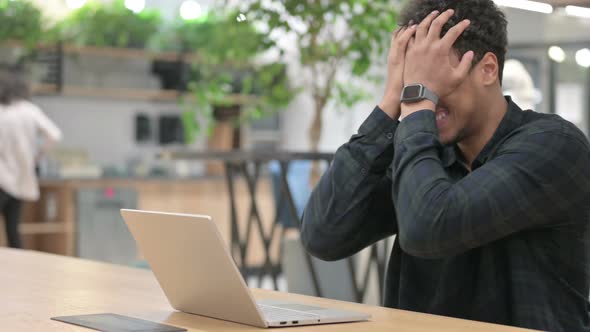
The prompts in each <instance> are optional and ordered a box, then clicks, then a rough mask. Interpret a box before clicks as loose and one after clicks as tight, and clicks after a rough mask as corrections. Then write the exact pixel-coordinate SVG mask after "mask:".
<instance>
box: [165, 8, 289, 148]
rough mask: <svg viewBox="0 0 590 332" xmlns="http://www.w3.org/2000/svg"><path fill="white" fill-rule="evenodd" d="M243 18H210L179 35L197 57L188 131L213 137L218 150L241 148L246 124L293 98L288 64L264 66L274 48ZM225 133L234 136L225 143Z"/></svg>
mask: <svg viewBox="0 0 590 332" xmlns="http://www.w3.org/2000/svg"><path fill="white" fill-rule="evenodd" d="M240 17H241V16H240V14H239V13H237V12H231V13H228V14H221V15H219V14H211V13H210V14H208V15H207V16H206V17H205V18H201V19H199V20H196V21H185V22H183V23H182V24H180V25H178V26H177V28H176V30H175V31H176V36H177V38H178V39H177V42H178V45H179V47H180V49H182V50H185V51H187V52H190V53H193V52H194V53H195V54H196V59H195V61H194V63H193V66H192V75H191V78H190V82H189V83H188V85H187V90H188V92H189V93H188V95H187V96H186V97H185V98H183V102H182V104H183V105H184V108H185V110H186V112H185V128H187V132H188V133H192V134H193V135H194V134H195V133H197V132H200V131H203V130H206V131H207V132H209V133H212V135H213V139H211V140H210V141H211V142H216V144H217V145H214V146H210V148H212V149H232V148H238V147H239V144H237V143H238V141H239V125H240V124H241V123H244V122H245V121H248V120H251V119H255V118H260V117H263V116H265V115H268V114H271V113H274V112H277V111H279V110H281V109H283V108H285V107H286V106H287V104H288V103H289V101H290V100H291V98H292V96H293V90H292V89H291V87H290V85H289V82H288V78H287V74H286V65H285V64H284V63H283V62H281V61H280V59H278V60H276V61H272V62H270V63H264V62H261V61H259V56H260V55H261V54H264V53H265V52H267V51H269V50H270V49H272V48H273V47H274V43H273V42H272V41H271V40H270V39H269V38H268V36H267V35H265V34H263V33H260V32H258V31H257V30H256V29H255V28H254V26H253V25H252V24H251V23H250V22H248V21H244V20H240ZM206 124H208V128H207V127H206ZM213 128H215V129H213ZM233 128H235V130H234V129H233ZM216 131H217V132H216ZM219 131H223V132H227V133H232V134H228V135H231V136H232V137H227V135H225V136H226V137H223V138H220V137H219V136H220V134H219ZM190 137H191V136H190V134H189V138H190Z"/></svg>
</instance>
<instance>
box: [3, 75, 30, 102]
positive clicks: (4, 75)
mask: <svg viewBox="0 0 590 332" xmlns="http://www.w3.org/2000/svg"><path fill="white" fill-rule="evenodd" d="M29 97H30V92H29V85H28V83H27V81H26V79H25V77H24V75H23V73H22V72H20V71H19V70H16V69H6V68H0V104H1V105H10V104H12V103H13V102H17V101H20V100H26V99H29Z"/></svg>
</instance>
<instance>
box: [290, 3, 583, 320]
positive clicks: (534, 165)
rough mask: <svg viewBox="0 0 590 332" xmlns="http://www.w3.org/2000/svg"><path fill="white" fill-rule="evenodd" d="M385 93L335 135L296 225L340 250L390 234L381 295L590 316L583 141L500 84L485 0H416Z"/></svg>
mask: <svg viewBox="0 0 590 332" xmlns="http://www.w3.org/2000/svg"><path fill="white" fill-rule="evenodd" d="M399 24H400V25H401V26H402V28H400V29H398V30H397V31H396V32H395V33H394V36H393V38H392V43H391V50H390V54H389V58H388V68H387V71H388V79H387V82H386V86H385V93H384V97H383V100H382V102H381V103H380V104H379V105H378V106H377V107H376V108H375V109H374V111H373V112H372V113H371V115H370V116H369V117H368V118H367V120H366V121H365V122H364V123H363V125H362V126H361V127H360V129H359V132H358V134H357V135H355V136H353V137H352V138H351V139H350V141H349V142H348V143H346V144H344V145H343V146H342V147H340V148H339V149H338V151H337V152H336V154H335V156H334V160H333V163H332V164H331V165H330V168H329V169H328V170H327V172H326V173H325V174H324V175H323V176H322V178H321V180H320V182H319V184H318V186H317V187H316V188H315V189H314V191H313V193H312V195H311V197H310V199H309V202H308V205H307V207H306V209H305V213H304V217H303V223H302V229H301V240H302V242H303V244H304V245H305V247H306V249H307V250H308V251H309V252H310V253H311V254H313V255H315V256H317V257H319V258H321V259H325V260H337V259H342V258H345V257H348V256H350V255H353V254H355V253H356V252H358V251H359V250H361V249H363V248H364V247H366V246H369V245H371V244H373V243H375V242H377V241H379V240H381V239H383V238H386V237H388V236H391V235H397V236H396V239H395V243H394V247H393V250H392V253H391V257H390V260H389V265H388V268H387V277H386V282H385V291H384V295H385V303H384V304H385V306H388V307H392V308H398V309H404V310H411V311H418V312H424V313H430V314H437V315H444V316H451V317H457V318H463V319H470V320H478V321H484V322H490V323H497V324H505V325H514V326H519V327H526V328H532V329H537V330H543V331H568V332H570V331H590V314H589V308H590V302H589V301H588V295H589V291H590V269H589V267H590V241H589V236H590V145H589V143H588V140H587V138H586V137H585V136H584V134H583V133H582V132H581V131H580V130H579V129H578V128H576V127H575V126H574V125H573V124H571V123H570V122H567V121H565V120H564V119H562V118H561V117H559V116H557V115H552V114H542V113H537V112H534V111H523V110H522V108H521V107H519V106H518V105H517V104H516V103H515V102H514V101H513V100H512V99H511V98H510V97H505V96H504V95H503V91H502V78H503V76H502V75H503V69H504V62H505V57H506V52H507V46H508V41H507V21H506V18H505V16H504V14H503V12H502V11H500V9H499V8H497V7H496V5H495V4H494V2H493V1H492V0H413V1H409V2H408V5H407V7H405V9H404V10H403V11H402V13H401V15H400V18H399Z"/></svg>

▸ **PROBLEM TO SOLVE**
Copy the lines above exactly and exclude every image.

▸ **WRITTEN SOLUTION**
The prompts in each <instance> are optional and ordered a box, then clicks, then a rough mask. Interpret a box before clicks as loose and one after clicks as tight, and clicks after a rough mask as corrections. Then write the exact pixel-coordinate SVG mask after "mask:".
<instance>
box: [165, 8, 289, 148]
rough mask: <svg viewBox="0 0 590 332" xmlns="http://www.w3.org/2000/svg"><path fill="white" fill-rule="evenodd" d="M243 18H210L179 35L197 57L188 131L213 137L218 150L241 148L246 124L293 98L288 64L264 66L274 48ZM225 133L234 136L225 143Z"/></svg>
mask: <svg viewBox="0 0 590 332" xmlns="http://www.w3.org/2000/svg"><path fill="white" fill-rule="evenodd" d="M240 17H241V16H240V14H239V13H237V12H231V13H228V14H221V15H219V14H211V13H210V14H208V15H207V16H206V17H205V18H201V19H199V20H196V21H185V22H183V23H182V24H180V25H178V26H177V28H176V30H175V31H176V36H177V38H178V39H177V42H178V45H179V47H180V49H182V50H185V51H187V52H190V53H193V52H194V53H195V54H196V59H195V61H194V63H193V66H192V75H191V78H190V82H189V83H188V85H187V90H188V92H189V93H188V95H187V96H186V97H185V98H183V102H182V104H183V105H184V108H185V110H186V112H185V128H187V132H188V133H192V134H193V135H194V134H195V133H197V132H200V131H203V130H206V131H207V132H209V133H212V135H213V139H211V140H210V141H211V142H216V144H217V145H214V146H210V148H212V149H232V148H238V147H239V144H237V143H238V141H239V125H240V124H241V123H244V122H245V121H248V120H251V119H255V118H260V117H263V116H265V115H268V114H271V113H274V112H277V111H279V110H281V109H283V108H285V107H286V106H287V104H288V103H289V101H290V100H291V98H292V96H293V90H292V89H291V87H290V85H289V82H288V78H287V74H286V65H285V64H284V63H283V62H281V61H280V59H278V60H276V61H272V62H270V63H264V62H261V61H259V56H260V55H261V54H264V53H265V52H267V51H269V50H270V49H272V48H273V47H274V43H273V42H272V41H271V40H270V39H269V38H268V36H267V35H265V34H263V33H260V32H258V31H257V30H256V29H255V28H254V26H253V25H252V24H251V23H250V22H248V21H244V20H240ZM206 124H208V128H207V127H206ZM213 128H215V129H213ZM233 128H235V130H234V129H233ZM216 131H217V132H216ZM219 131H223V132H227V133H232V134H228V135H231V136H232V137H227V135H225V136H226V137H223V138H220V137H219V136H220V134H219ZM190 137H191V136H190V134H189V138H190Z"/></svg>
</instance>
<instance>
box: [3, 75, 30, 102]
positive clicks: (4, 75)
mask: <svg viewBox="0 0 590 332" xmlns="http://www.w3.org/2000/svg"><path fill="white" fill-rule="evenodd" d="M29 97H30V92H29V85H28V83H27V81H26V79H25V77H24V75H23V73H22V72H20V71H19V70H16V69H6V68H0V104H1V105H10V104H12V103H13V102H17V101H20V100H26V99H29Z"/></svg>
</instance>
<instance>
box: [290, 3, 583, 320]
positive clicks: (534, 165)
rough mask: <svg viewBox="0 0 590 332" xmlns="http://www.w3.org/2000/svg"><path fill="white" fill-rule="evenodd" d="M385 93L335 135L296 225L340 250L390 234L381 295L590 316L583 141L500 84L485 0H416Z"/></svg>
mask: <svg viewBox="0 0 590 332" xmlns="http://www.w3.org/2000/svg"><path fill="white" fill-rule="evenodd" d="M399 24H400V25H401V26H402V28H400V29H398V30H397V31H396V32H395V33H394V36H393V38H392V43H391V50H390V54H389V58H388V68H387V71H388V79H387V82H386V86H385V93H384V97H383V100H382V102H381V103H380V104H379V105H378V106H377V107H376V108H375V109H374V111H373V112H372V113H371V115H370V116H369V117H368V118H367V120H366V121H365V122H364V123H363V125H362V126H361V127H360V129H359V132H358V134H357V135H355V136H353V137H352V138H351V139H350V141H349V142H348V143H346V144H344V145H343V146H342V147H340V148H339V149H338V151H337V152H336V154H335V156H334V160H333V163H332V164H331V165H330V168H329V169H328V170H327V172H326V173H325V174H324V175H323V176H322V178H321V180H320V182H319V184H318V186H317V187H316V188H315V189H314V191H313V193H312V195H311V197H310V199H309V202H308V205H307V207H306V209H305V213H304V217H303V223H302V229H301V240H302V242H303V244H304V245H305V247H306V249H307V250H308V251H309V252H310V253H311V254H313V255H315V256H317V257H319V258H321V259H325V260H337V259H342V258H345V257H348V256H350V255H353V254H355V253H356V252H358V251H359V250H361V249H363V248H364V247H366V246H369V245H371V244H373V243H375V242H377V241H379V240H381V239H383V238H386V237H388V236H391V235H397V236H396V239H395V243H394V247H393V250H392V253H391V257H390V260H389V265H388V268H387V277H386V282H385V291H384V295H385V303H384V304H385V306H388V307H392V308H398V309H404V310H411V311H418V312H424V313H430V314H437V315H444V316H451V317H457V318H463V319H470V320H478V321H484V322H490V323H497V324H505V325H514V326H519V327H526V328H532V329H537V330H543V331H568V332H570V331H590V314H589V308H590V302H589V301H588V295H589V291H590V269H589V267H590V241H589V236H590V145H589V143H588V140H587V138H586V137H585V136H584V134H583V133H582V132H581V131H580V130H579V129H578V128H576V127H575V126H574V125H573V124H571V123H570V122H567V121H565V120H564V119H562V118H561V117H559V116H557V115H552V114H542V113H537V112H534V111H523V110H522V108H521V107H519V106H518V105H517V104H516V103H515V102H514V101H513V100H512V99H511V98H510V97H505V96H504V95H503V91H502V78H503V76H502V75H503V69H504V62H505V57H506V52H507V46H508V41H507V21H506V18H505V16H504V14H503V12H502V11H500V9H499V8H497V7H496V5H495V4H494V2H493V1H492V0H413V1H409V2H408V5H407V7H405V9H404V10H403V11H402V13H401V15H400V18H399Z"/></svg>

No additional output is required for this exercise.